▶ WHAT NEEDS TO BE DONE
Nothing but the lines from the one containing "of the green" through the one containing "of the grizzly", both included, should be given again, each exactly as written below.

Items from a data source
Segment Open
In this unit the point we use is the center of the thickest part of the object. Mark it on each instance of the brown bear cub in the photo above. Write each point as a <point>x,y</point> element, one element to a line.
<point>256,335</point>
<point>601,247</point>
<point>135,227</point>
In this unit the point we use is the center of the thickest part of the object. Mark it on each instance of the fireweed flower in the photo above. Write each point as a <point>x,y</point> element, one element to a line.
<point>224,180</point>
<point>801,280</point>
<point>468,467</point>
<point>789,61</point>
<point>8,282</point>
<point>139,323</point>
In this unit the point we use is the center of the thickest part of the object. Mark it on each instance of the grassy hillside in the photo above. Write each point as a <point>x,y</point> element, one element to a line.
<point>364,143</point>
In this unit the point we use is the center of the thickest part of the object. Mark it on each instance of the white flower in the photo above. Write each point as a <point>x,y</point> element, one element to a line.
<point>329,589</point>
Segment Closed
Segment Open
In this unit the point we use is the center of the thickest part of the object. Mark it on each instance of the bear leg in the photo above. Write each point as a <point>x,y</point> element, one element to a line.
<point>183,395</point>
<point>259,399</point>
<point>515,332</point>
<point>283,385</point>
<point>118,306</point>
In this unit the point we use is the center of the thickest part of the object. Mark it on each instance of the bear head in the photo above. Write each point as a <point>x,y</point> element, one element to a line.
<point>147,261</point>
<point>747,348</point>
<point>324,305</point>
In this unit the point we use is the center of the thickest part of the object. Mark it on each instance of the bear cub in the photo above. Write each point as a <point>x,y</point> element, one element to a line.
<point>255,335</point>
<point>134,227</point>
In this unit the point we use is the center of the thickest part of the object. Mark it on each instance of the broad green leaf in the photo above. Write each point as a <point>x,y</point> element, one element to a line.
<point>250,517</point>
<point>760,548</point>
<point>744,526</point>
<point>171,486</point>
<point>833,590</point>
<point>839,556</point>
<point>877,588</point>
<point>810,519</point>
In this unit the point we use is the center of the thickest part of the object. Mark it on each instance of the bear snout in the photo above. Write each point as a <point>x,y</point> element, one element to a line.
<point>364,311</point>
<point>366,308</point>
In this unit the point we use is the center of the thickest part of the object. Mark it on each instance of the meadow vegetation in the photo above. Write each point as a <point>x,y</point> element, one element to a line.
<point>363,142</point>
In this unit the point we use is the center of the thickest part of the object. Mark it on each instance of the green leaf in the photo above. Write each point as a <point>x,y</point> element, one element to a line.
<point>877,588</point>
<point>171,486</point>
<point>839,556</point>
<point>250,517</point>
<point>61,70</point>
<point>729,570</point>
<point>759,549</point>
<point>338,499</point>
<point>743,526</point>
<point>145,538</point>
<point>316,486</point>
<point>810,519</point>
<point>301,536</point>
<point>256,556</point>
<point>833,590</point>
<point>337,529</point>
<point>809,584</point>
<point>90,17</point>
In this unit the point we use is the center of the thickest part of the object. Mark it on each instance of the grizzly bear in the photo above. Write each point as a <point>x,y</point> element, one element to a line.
Segment Closed
▶ SOLUTION TO THIS TASK
In this unit the point we use is the center of the thickest part of the object. Mark it on each instance of the green leaf in the photo above. Write each point as a <point>x,y</point> element, one element to a line.
<point>877,588</point>
<point>171,486</point>
<point>839,556</point>
<point>250,517</point>
<point>61,70</point>
<point>729,570</point>
<point>759,549</point>
<point>338,499</point>
<point>743,526</point>
<point>145,538</point>
<point>316,486</point>
<point>810,519</point>
<point>301,536</point>
<point>256,556</point>
<point>833,590</point>
<point>337,529</point>
<point>809,584</point>
<point>90,17</point>
In this unit the point we use is the center of the thickest part of the object. Mark it on each instance of the grizzly bear in the photo above. Write each point as a <point>x,y</point> element, one element to a line.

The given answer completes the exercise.